Start of SELECTED EXCERPT

Healthy Diet for Seniors and its Benefits

November 21st, 2015 by Doris Bersing

healthy foods for seniorsOur regular collaborator, Edward Francis with alerts us that trying to stay healthy as we age can be a bit of a challenge, and it’s even more difficult to try and encourage someone else to be healthy. He says: “…But there are many benefits of having a healthy diet as a senior, so it’s definitely worth the effort. Here’s just a few of the main benefits of having a healthy diet as a senior:

Reduce Risk of Heart Issues

As we get older, our heart is already at a higher risk of suffering from issues – whether that’s heart attacks, heart disease or other similar problems. Making sure you have a healthy diet is one way to lower these risks and keep your heart in top shape. But what exactly is a heart healthy diet? Portion size is important here – eating too much of even the best things isn’t great for you. There’s no need to cut the size so much that you’re hungry, but learning not to overfill your plate is a great foundation for building a healthy diet on. Other key aspects of a heart healthy diet include eating more fruit and vegetables, swapping to whole grains, and limiting unhealthy fats. It’s important to note that it’s only unhealthy fats – there’s no need to cut out fat altogether!

Have More Energy

It’s common for older people to begin to feel lethargic and low on energy. Part of this is simply because of aging, but it’s often something worsened by underlying issues – such as depression, or a poor diet. Swapping to a healthier diet is a quick way to give yourself an energy boost. If this is the main benefit that interests you, there are some specific tips you should follow. Firstly, make sure you’re eating breakfast! This is a vital part of both eating healthily and keeping your energy rates high. If you’re really struggling to eat a full meal in the mornings, even snacking on a breakfast bar is better than not eating. Complex carbohydrates are a must – starchy foods such as potatoes are a great source of these. And finally – make sure you’re drinking plenty of water. Being dehydrated saps away energy, and making sure you’re drinking lots throughout the day is a great way to feel refreshed.

Strong Bones

One risk for seniors is brittle bones – it’s why there’s an increased risk of hip fractures from falls, for instance. Whilst this isn’t entirely avoidable, it is possible to lessen the impact by ensuring you’re eating correctly. Calcium and vitamin D are the most important things to consider here. Vitamin D is often hard to get enough of through diet alone, so we recommend taking a supplement in order to ensure you reap the benefits. As for calcium, milk and yogurt are key sources, but you should also consider increasing the amount of green leafy vegetables and nuts that you eat, as these are great secondary sources. It’s also important to remain active – in this case, diet can only go so far, so making sure you get a regular amount of exercise (even if it’s only a small amount) is vital.

End of SELECTED EXCERPT

TASK REQUIREMENTS ->
1. Reproduce the senior diet article starting with "Reduce Risk of" and going on through "out fat altogether!".
2. Answer these questions from the senior diet article:
(a) Who is named as the regular collaborator?
(b) What starchy food is given as a source of complex carbohydrates?
(c) Which two nutrients are called the most important for strong bones?
3. Write the next part of the senior diet article, picking up after its last sentence.
The data that follows comes from a separate source.

Start of ENTRIES PROVIDED

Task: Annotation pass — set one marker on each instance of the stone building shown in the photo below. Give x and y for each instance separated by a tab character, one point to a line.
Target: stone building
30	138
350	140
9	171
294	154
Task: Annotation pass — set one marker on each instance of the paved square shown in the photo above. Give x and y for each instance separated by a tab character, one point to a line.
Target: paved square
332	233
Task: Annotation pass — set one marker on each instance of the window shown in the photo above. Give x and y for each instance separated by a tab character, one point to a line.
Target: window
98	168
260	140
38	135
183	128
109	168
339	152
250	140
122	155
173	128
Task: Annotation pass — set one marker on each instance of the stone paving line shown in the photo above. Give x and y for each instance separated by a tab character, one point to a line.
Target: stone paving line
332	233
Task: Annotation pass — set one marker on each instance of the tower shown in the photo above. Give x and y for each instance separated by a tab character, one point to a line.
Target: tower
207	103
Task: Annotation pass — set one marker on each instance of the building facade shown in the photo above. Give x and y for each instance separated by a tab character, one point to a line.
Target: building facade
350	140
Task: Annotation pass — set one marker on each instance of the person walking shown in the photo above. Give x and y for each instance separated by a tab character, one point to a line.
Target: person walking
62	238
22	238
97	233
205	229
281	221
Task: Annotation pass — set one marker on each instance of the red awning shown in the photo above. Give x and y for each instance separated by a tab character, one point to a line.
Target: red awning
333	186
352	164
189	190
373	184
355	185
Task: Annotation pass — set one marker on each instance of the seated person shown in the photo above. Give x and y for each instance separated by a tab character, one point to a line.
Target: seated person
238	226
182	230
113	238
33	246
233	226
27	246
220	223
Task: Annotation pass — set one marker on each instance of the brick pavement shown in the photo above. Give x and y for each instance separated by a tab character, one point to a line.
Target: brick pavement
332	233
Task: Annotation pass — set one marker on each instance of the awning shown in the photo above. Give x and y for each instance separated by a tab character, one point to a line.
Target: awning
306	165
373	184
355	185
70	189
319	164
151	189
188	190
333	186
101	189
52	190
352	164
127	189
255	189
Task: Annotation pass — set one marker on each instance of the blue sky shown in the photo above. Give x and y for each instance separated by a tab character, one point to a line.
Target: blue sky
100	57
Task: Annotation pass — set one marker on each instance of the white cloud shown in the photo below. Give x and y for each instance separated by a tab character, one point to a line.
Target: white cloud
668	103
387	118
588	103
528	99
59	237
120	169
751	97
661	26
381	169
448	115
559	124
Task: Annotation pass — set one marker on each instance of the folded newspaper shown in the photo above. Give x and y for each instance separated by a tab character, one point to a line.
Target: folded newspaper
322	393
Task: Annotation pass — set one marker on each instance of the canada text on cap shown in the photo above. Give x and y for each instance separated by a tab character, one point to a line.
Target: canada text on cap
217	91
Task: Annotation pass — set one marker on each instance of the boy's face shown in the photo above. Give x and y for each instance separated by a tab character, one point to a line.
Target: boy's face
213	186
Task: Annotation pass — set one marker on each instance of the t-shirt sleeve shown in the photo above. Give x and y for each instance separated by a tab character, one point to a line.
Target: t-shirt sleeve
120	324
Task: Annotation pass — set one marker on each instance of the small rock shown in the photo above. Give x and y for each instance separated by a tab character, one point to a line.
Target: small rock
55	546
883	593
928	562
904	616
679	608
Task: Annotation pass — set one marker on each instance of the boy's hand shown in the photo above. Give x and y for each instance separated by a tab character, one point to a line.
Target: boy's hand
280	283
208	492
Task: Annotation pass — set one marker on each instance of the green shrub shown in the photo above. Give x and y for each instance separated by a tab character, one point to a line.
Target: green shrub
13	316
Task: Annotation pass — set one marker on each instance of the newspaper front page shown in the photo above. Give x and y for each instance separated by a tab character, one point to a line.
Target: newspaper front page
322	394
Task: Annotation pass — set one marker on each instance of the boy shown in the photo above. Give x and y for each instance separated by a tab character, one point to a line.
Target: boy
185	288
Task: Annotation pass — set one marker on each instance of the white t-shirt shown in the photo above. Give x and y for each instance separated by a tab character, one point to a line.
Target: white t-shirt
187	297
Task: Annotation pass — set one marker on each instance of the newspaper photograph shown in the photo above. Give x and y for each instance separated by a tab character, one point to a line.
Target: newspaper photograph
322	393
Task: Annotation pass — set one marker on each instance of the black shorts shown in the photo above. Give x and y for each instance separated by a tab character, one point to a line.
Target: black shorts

End of ENTRIES PROVIDED

SOLVED TASKS ->
1.
Reduce Risk of Heart Issues

As we get older, our heart is already at a higher risk of suffering from issues – whether that’s heart attacks, heart disease or other similar problems. Making sure you have a healthy diet is one way to lower these risks and keep your heart in top shape. But what exactly is a heart healthy diet? Portion size is important here – eating too much of even the best things isn’t great for you. There’s no need to cut the size so much that you’re hungry, but learning not to overfill your plate is a great foundation for building a healthy diet on. Other key aspects of a heart healthy diet include eating more fruit and vegetables, swapping to whole grains, and limiting unhealthy fats. It’s important to note that it’s only unhealthy fats – there’s no need to cut out fat altogether!

2.
(a) Edward Francis
(b) Potatoes
(c) Calcium and vitamin D

3.
Keep Your Mind Sharp

There’s a lot of discussion on the best way to keep your mind sharp as you age – from doing sudoku to taking long walks. One thing everyone agrees on though is that your diet plays a massive part of it. Starting to eat more healthily can has major benefits for your mind, and if you’re concerned about issues like dementia or Alzheimer’s, then it’s a quick and easy change with a big impact. If this is the thing you’re most concerned about, then a big thing to add into your diet is omega-3s. Foods like salmon are the obvious choice, but did you know you can also get the same effects from flax seeds? Green tea is another worthwhile addition, as it’s great for countering free radicals – the things most likely to be responsible for age-related mind issues.

These are just a few of the potential benefits gained from having a healthy diet – there are many more, and it’s something worth discussing with a medical professional if you have any queries about. Just be aware that the portions deemed healthy for a senior are likely to differ from what’s considered healthy for a younger adult, so make sure to do the research and not overload with food by mistake. Everything calls, of course for balance. That what you like and that what you must have versus what improves your quality of life. A difficult balance to keep and yet, a token for quality of life.


Home Modifications to Support Aging In Place

November 21st, 2015 by Doris Bersing
gero technology TO LIVE AND age WELL


Aging in place is a term used to describe a person living in the residence of their choice, for as long as they are able, as they age. Most adults would prefer to age in place—that is, remain in their home of choice as long as possible. In fact, 90 percent of adults over the age of 65 report that they would prefer to stay in their current residence as they age.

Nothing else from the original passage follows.